··· Extracted text
The court’s wide reading is at odds with the historical working of EC since the first General Election in 1952. Since then, there has been no law that formally outlines the appointment process: the Constitution is sufficiently clear on that. The president is to appoint CEC and the election commissioners on the recommendation of the government. There have been few controversies with the appointments process. There have indeed been problems in many elections, such as looting of ballot boxes, violence during polling, and other issues. But over time, the incidence of these problems has gone down. The court itself has given aid to EC by requiring that candidates declare their assets and pending criminal cases. This has done much to cleanse the electoral process. Also EC has asserted its control of the administrative machinery at the time of elections, keeping officials on their toes. The most problematic part of the court’s reasoning, however, is the assumption that the executive will tend to manipulate institutions and if left unchecked, will damage democracy. A key source of the executive’s coherence is the presence or absence of legislative majority in Parliament. From 1989 to 2014, a historic reversal of sorts took place when fragmented electoral verdicts necessitated coalition governments often marked by poor governance and corruption cases. The executive was, automatically, weakened. But this was due to the express will of Indian voters and did not require any judicial intervention. If anything, judicial intervention increased during the phase when the executive was weak. This was also the time multiple insurgencies and disturbances hammered India and the government of the day found it hard to take decisive steps.
······
> _Work task 1_: Rewrite the rows, from the very first one through the line containing "negative clicks: (21, 69)", as a numbered list, leaving out any blank lines.
The passage on the Election Commission has no connection to the rows that come next.
··· Exercise data
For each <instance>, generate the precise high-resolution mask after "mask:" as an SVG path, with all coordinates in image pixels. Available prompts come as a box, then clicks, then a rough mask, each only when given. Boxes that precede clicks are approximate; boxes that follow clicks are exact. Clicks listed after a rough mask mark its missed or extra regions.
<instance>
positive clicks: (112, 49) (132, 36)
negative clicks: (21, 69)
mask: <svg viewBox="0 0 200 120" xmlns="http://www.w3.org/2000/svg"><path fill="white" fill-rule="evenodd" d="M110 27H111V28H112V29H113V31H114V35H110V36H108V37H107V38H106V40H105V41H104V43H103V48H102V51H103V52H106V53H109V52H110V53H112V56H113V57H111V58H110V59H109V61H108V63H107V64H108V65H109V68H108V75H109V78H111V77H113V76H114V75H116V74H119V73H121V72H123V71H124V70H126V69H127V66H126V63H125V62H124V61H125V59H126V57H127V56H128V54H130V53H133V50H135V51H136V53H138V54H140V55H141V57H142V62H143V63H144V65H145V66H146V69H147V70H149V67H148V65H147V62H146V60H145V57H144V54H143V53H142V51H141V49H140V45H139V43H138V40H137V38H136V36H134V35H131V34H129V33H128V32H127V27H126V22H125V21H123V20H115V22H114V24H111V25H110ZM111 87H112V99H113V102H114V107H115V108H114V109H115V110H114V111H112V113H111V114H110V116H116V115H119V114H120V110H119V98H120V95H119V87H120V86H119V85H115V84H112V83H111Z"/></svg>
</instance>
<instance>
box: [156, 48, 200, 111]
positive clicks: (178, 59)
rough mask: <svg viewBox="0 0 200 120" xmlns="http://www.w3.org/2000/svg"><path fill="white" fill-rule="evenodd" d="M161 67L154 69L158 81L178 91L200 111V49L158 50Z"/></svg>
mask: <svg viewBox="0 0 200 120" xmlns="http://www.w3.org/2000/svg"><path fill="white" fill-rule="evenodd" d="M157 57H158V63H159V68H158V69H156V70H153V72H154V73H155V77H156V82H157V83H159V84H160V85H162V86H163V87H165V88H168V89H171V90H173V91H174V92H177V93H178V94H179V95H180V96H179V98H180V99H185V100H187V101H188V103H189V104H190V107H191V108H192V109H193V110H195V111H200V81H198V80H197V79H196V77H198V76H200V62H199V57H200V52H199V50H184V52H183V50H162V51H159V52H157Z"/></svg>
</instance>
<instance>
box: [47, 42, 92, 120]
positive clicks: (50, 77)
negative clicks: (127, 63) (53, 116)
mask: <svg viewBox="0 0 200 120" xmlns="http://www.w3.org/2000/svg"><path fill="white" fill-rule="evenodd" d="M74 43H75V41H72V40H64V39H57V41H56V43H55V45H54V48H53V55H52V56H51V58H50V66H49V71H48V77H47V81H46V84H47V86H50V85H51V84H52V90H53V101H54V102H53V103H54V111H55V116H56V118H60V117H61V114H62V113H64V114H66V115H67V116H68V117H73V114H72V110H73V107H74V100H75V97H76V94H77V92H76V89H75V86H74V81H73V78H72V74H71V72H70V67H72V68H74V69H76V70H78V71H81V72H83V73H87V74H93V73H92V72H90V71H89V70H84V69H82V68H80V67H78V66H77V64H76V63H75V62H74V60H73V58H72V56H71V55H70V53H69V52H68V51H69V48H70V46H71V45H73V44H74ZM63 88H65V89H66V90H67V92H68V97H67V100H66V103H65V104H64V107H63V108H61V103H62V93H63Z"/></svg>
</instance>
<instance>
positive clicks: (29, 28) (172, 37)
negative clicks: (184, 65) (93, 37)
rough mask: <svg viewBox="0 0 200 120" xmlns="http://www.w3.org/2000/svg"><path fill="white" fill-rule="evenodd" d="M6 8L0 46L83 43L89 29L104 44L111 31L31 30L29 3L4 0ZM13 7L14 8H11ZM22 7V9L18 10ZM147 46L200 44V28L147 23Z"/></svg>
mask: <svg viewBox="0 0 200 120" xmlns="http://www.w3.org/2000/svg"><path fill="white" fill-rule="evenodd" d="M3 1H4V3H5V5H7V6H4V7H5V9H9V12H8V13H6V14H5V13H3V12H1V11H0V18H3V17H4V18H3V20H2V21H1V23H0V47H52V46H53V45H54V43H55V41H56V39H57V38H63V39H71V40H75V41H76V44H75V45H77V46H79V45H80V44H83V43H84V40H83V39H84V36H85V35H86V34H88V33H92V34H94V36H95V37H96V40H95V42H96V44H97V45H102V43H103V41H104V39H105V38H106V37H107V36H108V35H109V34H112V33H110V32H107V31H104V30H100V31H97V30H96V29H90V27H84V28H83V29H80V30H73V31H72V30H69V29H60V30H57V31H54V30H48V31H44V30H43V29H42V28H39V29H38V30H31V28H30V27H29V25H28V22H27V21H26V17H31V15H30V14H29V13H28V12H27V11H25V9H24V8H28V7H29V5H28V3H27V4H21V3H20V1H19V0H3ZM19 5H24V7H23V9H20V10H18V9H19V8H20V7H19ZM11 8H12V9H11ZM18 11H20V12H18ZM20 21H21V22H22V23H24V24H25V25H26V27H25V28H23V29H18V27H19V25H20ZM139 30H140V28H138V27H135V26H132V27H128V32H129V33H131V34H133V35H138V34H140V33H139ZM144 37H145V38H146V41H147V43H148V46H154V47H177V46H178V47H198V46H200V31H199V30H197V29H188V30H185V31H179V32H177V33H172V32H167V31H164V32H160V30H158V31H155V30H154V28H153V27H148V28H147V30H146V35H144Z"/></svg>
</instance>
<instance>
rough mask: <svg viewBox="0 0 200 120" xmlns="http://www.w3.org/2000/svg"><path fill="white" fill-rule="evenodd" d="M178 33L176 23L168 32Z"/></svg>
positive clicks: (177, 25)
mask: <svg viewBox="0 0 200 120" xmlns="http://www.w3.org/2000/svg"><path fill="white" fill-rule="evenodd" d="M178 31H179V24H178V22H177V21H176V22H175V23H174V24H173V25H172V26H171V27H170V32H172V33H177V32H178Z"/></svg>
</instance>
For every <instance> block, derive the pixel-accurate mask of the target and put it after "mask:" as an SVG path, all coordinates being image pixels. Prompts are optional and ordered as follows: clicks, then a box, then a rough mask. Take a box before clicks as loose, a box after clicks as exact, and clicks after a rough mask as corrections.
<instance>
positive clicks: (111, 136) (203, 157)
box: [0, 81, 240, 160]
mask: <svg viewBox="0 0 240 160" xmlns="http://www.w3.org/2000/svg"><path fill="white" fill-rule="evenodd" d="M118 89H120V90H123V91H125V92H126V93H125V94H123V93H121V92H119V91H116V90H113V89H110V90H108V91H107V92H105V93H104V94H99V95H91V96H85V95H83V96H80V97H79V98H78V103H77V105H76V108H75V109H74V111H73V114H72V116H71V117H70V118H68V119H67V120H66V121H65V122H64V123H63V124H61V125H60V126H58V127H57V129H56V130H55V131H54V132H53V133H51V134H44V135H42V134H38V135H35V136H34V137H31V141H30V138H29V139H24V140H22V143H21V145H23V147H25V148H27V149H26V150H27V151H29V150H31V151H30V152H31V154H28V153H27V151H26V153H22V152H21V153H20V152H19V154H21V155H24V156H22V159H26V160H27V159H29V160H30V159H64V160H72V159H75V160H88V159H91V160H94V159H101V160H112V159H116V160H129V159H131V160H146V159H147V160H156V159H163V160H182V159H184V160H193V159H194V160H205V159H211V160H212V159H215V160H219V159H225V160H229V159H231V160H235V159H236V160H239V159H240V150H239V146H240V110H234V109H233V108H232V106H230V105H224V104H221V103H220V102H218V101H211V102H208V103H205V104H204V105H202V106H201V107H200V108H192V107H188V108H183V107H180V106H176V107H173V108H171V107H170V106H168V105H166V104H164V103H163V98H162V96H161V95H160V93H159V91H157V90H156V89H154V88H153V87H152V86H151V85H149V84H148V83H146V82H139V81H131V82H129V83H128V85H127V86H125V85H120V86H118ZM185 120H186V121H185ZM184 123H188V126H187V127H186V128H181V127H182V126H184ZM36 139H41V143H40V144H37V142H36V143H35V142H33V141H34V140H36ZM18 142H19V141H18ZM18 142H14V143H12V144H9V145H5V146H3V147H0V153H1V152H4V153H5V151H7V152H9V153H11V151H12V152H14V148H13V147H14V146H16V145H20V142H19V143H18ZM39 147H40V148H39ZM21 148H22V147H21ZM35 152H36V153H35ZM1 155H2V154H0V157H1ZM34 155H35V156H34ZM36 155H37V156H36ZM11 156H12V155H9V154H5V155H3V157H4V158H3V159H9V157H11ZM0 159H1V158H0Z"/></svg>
······
> _Work task 2_: Extend the passage on the court's reasoning about Election Commission appointments, picking up right after its last sentence.

> _Final answer 1_:
1. For each <instance>, generate the precise high-resolution mask after "mask:" as an SVG path, with all coordinates in image pixels. Available prompts come as a box, then clicks, then a rough mask, each only when given. Boxes that precede clicks are approximate; boxes that follow clicks are exact. Clicks listed after a rough mask mark its missed or extra regions.
2. <instance>
3. positive clicks: (112, 49) (132, 36)
4. negative clicks: (21, 69)

> _Final answer 2_:
The court also reasoned that no political party or government wants to take the steps “envisaged” in Article 324(2), namely, give legislative backing to the appointment process. It says no government or political party wants to do this. This comes close to questioning the legitimacy of the political and democratic processes. If such a law were indeed found to be necessary, there was plenty of time between 1952 and 2014 for the legislature in its wisdom to craft one. If the framers of the Constitution wanted such a law, they would have explicitly said so. The Constituent Assembly had exceptionally thoughtful members and many trained barristers and jurists. They would not have left such an important part of the Constitution to the interpretative mercies of men and women seven decades later.
Perhaps the most vexing part of the court’s prescription is to include CJI in the committee that is to make recommendations to the president. The court arrived at this by equating the appointments process for CEC and the election commissioners with those for the CBI director and Lokpal (under the Lokpal and Lokayuktas Act, 2013). In those processes, CJI is part of the recommending process. But why should CJI be part of the committee to make the recommendation for appointing CEC and the election commissioners? The court did not answer the question specifically except to blandly assert that the committee should have the prime minister, leader of the opposition (or the leader of the single-largest opposition party) and CJI. The absence of any reasoning for this is troubling.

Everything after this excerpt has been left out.